| Page text |
* * * *

Backers of a New York bill to open a lawsuit window for civil action from victims of past sexual abuse are wrong to say it would apply to public institutions, a former judge has said.

In a May 21 legal analysis of the proposed Child Victims Act, Judge Susan Phillips Read, former associate judge of the New York State Court of Appeals, said that if it becomes law, “a 34-year old man whose high school wrestling coach sexually abused him 20 years ago would not be time-barred from recovering damages from his high school if the man attended a private school and sued within the one-year window, but he would be precluded from recovering damages if he attended a public school instead of a private school.”

Read wrote the analysis at the request of Richard Barnes, executive director of the New York State Catholic Conference, which opposes the bill in its current form.

“While the sponsors have professed that their bill does not shield public schools from exposure, Judge Read’s comprehensive analysis clearly shows otherwise,” Barnes said June 5, charging that the bill has a double standard which would “create a pernicious further injustice.”

The bill has been proposed in previous legislative sessions. In the current session, it passed the New York Assembly with strong bipartisan support but stalled in committee in the Republican-controlled Senate. The bill could pass the Senate next year if Democrats reclaim a majority in that body, the New York Daily News reports.

The bill would allow childhood victims to file civil actions before the age of 50.

Under the law’s current provisions, plaintiffs seeking to file claims against public entities must file a “notice of claim” of their intention to sue within 90 days of the incident, or forever lose the right to their claim.

The proposed bill will remove this limitation in the section of the bill regarding future abuse cases, but it makes no mention of it in a section that lifts the statute of limitations on lawsuits for a temporary, one-year window.

* * * *

| Data provided |
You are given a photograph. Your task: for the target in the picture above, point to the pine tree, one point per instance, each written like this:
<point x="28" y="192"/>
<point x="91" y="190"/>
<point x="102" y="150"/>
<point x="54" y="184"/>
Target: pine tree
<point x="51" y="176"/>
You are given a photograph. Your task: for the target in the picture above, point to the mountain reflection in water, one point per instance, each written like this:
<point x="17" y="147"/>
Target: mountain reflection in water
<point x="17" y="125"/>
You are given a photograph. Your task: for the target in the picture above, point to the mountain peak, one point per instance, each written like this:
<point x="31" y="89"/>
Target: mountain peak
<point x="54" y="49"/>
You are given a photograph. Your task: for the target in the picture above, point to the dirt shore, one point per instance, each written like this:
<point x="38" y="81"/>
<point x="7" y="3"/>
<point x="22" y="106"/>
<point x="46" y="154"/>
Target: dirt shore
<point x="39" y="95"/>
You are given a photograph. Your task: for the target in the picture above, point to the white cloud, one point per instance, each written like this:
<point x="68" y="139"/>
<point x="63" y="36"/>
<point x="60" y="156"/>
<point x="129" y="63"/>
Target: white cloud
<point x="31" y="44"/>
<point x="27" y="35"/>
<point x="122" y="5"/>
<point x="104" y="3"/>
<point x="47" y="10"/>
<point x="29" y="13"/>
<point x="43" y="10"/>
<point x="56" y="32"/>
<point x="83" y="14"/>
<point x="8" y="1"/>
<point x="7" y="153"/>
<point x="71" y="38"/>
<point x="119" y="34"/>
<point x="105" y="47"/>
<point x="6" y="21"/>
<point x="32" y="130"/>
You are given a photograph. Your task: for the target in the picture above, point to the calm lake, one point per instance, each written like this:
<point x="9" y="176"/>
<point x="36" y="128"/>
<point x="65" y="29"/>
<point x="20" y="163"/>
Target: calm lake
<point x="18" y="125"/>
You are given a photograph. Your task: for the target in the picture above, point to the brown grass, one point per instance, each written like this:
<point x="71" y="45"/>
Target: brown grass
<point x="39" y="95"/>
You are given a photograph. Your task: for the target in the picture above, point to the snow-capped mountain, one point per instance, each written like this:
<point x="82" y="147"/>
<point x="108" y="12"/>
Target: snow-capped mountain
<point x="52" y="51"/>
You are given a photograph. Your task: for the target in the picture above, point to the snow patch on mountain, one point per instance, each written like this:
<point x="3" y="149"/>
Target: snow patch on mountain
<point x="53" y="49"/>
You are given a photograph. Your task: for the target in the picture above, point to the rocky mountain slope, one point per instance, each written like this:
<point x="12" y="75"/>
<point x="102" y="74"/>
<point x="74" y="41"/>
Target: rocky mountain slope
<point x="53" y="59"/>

* * * *

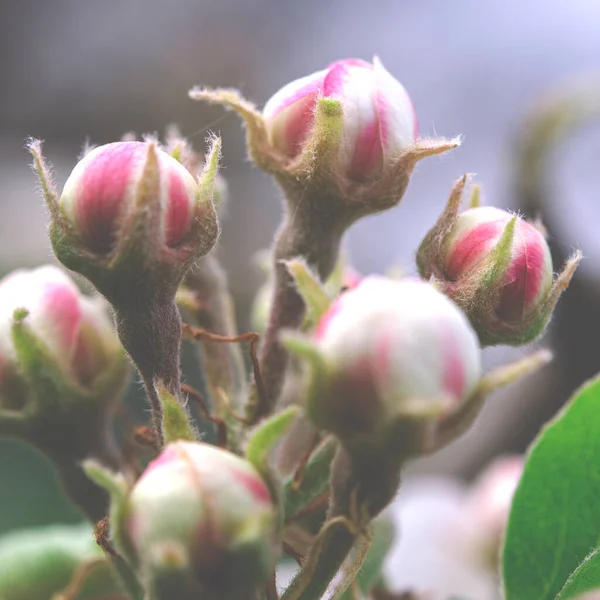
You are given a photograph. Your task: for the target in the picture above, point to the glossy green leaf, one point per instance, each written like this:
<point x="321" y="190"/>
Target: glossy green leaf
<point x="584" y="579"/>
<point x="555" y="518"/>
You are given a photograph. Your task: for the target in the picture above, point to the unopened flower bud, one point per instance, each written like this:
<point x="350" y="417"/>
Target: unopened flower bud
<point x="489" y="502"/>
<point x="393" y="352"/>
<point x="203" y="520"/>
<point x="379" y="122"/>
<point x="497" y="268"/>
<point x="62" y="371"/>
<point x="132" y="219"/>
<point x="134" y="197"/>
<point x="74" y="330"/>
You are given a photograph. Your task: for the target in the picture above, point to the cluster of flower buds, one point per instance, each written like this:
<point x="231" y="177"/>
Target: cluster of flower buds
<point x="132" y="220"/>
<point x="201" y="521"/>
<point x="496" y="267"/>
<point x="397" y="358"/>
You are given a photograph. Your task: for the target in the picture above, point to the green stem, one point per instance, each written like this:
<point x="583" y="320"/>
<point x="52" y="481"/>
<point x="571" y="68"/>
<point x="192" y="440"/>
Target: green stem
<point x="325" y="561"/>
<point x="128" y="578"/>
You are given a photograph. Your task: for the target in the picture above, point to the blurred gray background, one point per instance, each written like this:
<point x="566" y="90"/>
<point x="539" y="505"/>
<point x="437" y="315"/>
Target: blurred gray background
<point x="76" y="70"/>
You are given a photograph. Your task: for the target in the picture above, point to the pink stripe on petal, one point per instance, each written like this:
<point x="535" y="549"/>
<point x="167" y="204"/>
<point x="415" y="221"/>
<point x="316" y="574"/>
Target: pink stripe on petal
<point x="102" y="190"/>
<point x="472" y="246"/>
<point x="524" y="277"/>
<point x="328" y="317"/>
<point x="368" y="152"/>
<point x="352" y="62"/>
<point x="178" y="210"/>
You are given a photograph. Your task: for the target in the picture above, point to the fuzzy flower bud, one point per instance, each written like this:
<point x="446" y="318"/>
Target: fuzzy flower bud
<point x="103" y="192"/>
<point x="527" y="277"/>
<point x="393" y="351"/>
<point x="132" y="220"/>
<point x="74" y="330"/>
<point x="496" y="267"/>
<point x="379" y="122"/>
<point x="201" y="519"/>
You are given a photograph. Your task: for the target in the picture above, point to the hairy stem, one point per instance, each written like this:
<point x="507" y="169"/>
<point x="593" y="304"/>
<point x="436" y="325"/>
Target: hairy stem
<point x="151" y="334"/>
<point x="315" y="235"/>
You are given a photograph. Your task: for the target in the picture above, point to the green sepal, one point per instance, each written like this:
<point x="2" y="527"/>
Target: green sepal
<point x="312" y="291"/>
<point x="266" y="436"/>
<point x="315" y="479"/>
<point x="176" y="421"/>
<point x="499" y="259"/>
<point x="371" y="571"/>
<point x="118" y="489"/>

* * * *

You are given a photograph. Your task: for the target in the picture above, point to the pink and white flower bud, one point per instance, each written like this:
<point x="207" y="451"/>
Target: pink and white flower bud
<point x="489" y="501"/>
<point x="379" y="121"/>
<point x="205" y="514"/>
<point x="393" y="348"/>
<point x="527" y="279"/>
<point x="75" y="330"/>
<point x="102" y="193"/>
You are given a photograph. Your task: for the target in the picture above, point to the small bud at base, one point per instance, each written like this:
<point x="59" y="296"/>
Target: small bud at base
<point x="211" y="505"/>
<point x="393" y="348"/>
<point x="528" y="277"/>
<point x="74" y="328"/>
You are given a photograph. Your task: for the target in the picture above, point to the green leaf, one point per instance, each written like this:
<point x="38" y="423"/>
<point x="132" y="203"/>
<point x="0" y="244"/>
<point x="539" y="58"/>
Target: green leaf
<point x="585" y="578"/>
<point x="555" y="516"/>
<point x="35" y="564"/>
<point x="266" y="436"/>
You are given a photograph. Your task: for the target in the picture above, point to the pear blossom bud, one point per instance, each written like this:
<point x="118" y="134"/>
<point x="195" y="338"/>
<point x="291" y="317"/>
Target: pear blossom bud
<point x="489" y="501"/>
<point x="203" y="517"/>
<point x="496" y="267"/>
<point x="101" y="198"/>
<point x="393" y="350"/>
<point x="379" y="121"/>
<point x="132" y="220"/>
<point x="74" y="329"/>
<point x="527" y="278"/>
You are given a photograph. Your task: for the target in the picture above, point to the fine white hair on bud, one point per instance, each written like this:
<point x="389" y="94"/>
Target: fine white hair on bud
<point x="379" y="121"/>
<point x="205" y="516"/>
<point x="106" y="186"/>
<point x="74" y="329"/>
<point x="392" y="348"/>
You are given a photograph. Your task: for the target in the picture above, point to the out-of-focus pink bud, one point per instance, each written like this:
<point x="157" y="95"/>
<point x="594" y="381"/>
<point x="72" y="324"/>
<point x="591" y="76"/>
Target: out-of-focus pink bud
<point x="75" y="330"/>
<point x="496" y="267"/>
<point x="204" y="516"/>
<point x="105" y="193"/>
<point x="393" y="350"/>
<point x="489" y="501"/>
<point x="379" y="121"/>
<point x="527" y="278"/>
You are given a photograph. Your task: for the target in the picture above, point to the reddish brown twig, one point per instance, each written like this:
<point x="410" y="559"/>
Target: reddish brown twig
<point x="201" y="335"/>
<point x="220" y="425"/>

* * * *

| Stated task 1 |
From the text on the Child Victims Act, list every age or length of time that is given as a number.
| Stated task 2 |
Continue the text on the Child Victims Act, starting after its last sentence.
The rows aren't needed for anything here.

| Output 1 |
- 34 years old (the age of the man in Judge Read's example)
- 20 years (how long ago the abuse in that example happened)
- one year (the length of the lawsuit window)
- 50 (the age before which childhood victims could file civil actions)
- 90 days (the deadline for filing a notice of claim against public entities)

| Output 2 |
In Read’s view, it is unlikely that a court would regard the omission as “anything other than intentional.”

Attempts to enact the bill as drafted would mean that survivors of abuse in public institutions would see their legal claims rejected in court. They “will end up without a remedy as happened in California,” Read said.

While California legislators in 2002 claimed their retroactive bill was all-inclusive, the California Supreme Court ruled that a school district could not be sued because the victim did not file a timely notice of claim as required by law.

The California legislature passed a similar bill in 2013 and 2014, but Gov. Jerry Brown vetoed them on the grounds that the extension of the statute of limitations was “simply too open-ended and unfair” because legislators chose not to apply the extension to public institutions.

Barnes stated, “Sexual abuse is a crime that is not confined to private institutions. We as a society have a moral obligation to prevent it and to punish abusers. Doing so requires a comprehensive approach that treats all victims and survivors equally and holds public and private institutions equally accountable. The New York State Legislature must not pass and Governor Cuomo must not sign any bill that would create two classes of victims.”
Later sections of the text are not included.